## [Textauszug]
━━━━

LEXPRESS Vermögenssteuern

Die vorliegende Ausgabe des LEXpress widmen wir den Vermögenssteuern.

Weil die Vermögenssteuern bei den meisten Steuerpflichtigen viel tiefer sind als die Einkommenssteuern, schenkt man ihnen im Allgemeinen keine grosse Beachtung.

Der Bund verlangt von den Kantonen, dass sie Vermögenssteuern erheben. Für deren Ausgestaltung lässt er den Kantonen aber erhebliche Freiräume. Das gilt insbesondere für die Bewertung der steuerbaren Vermögenswerte sowie die Festsetzung der Steuerfreibeträge und Steuertarife. Die Kantone nutzen diese Freiräume.

Die Vermögenssteuern dienen indes nicht nur der Erzielung von Steuereinnahmen. Gestützt auf die für die Vermögenssteuern notwendige detaillierte Offen­legung der Vermögenswerte und Schulden beobachten die Steuerbehörden, ob die Vermögensentwicklung der Steuerpflichtigen in Einklang steht mit den deklarierten Einkünften. Ist das nicht der Fall, fragen sie nach und nehmen unter Umständen Aufrechnungen zum steuerbaren Einkommen vor.

Wir hoffen, dass wir Ihr Interesse geweckt haben, und wünschen Ihnen viel Vergnügen beim Lesen.

1. Einleitung

Der Bund verpflichtet die Kantone, von den natürlichen Personen Vermögenssteuern zu erheben. Er selbst darf keine Vermögenssteuern erheben.

Die Steuereinnahmen der Kantone aus den Vermögenssteuern sind deutlich tiefer als die Einnahmen aus den Einkommenssteuern.

Für die Ausgestaltung der kantonalen Vermögenssteuern macht der Bund im Steuerharmonisierungsgesetz («StHG») gewisse Vorgaben (vgl. Art. 13, 14 und 14a StHG). Er lässt den Kantonen aber auch erhebliche Freiräume. Die Vermögenssteuern sind deshalb interkantonal deutlich weniger vereinheitlicht als die Einkommenssteuern.

Die Kantone können bei den Vermögenssteuern auch die Steuerfreibeträge und die Steuerbelastung (Steuersatz und Steuerfüsse) frei festlegen.

━━━━

## [Angezeigte Daten]
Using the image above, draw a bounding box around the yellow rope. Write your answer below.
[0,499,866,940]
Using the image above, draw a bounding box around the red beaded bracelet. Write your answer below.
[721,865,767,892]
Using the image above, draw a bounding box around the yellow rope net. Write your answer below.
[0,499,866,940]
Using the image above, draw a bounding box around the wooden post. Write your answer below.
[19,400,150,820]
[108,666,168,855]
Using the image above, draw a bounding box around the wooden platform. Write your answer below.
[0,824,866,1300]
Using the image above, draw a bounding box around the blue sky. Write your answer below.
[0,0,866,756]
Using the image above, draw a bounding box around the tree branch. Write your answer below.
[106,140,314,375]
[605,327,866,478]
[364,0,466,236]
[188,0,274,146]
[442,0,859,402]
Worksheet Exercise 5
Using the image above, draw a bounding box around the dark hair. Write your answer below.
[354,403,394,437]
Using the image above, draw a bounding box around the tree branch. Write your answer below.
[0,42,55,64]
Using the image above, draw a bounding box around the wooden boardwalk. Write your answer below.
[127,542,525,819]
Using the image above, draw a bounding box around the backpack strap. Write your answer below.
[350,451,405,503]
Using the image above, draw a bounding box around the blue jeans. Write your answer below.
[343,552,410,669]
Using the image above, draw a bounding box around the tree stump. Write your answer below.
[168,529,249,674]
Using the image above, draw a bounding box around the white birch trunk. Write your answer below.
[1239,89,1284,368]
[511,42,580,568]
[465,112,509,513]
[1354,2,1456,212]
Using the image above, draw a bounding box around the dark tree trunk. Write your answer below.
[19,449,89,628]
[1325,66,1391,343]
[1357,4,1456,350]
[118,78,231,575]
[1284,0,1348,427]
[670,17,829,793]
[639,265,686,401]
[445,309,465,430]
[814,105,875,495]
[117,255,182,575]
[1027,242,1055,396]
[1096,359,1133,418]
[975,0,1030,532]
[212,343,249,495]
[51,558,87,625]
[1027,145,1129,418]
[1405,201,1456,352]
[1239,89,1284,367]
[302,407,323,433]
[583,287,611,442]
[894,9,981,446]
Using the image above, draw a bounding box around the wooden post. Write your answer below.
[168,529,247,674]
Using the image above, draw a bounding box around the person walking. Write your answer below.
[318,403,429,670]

━━━━

## [Zu beantwortende Fragen]
A. Was darf der Bund laut dem Textauszug über die Vermögenssteuern selbst nicht tun?
B. Übertragen Sie diesen Satz aus dem Textauszug ins Englische: „Die Steuereinnahmen der Kantone aus den Vermögenssteuern sind deutlich tiefer als die Einnahmen aus den Einkommenssteuern.“
Die Daten sind eigenständiges Material und gehören nicht zum Textauszug.

## [Lösungen der Übungen]
A. Er darf selbst keine Vermögenssteuern erheben.

B. The cantons' tax revenues from wealth taxes are significantly lower than the revenues from income taxes.